Rewrite the passage on poisonous mushrooms, beginning at the words "Poison symptoms vary" and stopping after "heart is racing.", with "Severe" changed to "Persistent".

SELECTED EXTRACT →
[Start of Attachment]
The Ontario Regional Poison Information Centre received double the number of calls in September compared to the same month last year, and over half of the callers needed to be hospitalized for ingesting poisonous mushrooms.
A case of mistaken mushroom identity can be dangerous. Life-threatening symptoms may result from eating a small part of a wild mushroom.
The differences between safe and poisonous varieties of mushrooms may not be visible to the naked eye.
(Dean Fosdick/Associated Press)
Deaths from eating mushrooms are rare. In September 2004, a man in Quebec died after eating a toxic mushroom, and a woman in Toronto died the year before from the same cause.
Poison symptoms vary depending on the mushroom species. People should be concerned when there is a delay between the time a mushroom is eaten and symptoms begin, such as:
- Nausea.
- Vomiting.
- Severe diarrhea.
- Abdominal pain and cramping.
- Feeling like the heart is racing.
"The problem is, people just pass those symptoms off as, 'I've got the flu,' " said Heather Ferries, a nurse educator with the poison centre at Toronto's Hospital for Sick Children.
"Meanwhile, what's happening is that the toxin or the poison from the mushroom is actually eating away at your liver. You're developing liver damage from the toxin."
[End of Attachment]
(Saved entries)
[Start of Attachment]
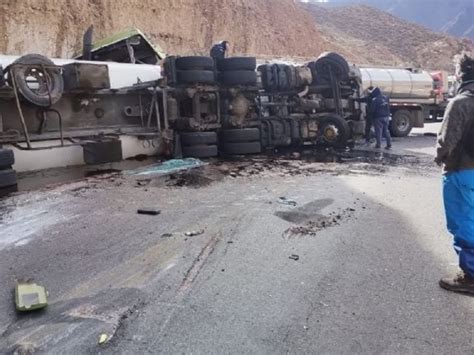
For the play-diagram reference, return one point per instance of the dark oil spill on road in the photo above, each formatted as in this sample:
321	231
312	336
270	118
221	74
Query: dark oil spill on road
234	167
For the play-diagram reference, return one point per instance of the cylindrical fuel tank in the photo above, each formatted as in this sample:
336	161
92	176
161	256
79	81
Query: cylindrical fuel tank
[End of Attachment]
SOLUTION →
Poison symptoms vary depending on the mushroom species. People should be concerned when there is a delay between the time a mushroom is eaten and symptoms begin, such as:
- Nausea.
- Vomiting.
- Persistent diarrhea.
- Abdominal pain and cramping.
- Feeling like the heart is racing.